▶ Énoncé écrit
Citez mot pour mot l'ensemble des lignes ci-dessous, en laissant les images de côté dans votre réponse.

▶ Lignes enregistrées
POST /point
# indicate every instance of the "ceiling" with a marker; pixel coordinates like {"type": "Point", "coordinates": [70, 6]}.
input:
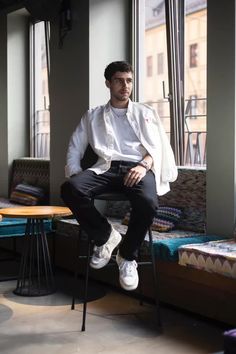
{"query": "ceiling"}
{"type": "Point", "coordinates": [10, 5]}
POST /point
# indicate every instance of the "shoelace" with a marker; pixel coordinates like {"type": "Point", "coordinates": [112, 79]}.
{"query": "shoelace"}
{"type": "Point", "coordinates": [100, 251]}
{"type": "Point", "coordinates": [128, 267]}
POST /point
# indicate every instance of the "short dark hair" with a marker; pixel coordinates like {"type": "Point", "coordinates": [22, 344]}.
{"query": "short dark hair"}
{"type": "Point", "coordinates": [115, 66]}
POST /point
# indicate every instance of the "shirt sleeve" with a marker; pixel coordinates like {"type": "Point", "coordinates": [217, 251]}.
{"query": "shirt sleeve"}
{"type": "Point", "coordinates": [76, 148]}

▶ Résultat ci-dessous
POST /point
# indicate every instance of the "ceiling" with a marker; pixel coordinates like {"type": "Point", "coordinates": [70, 6]}.
input:
{"query": "ceiling"}
{"type": "Point", "coordinates": [10, 5]}
POST /point
# indicate every instance of the "shoelace" with a marker; pixel coordinates like {"type": "Point", "coordinates": [112, 79]}.
{"query": "shoelace"}
{"type": "Point", "coordinates": [100, 251]}
{"type": "Point", "coordinates": [128, 267]}
POST /point
# indicate every instance of the "short dark hair" with a marker; pixel coordinates like {"type": "Point", "coordinates": [22, 344]}.
{"query": "short dark hair"}
{"type": "Point", "coordinates": [115, 66]}
POST /point
# indicate every instance of the "shirt sleeve" with a marker; pixel coordinates like {"type": "Point", "coordinates": [217, 251]}.
{"query": "shirt sleeve"}
{"type": "Point", "coordinates": [76, 148]}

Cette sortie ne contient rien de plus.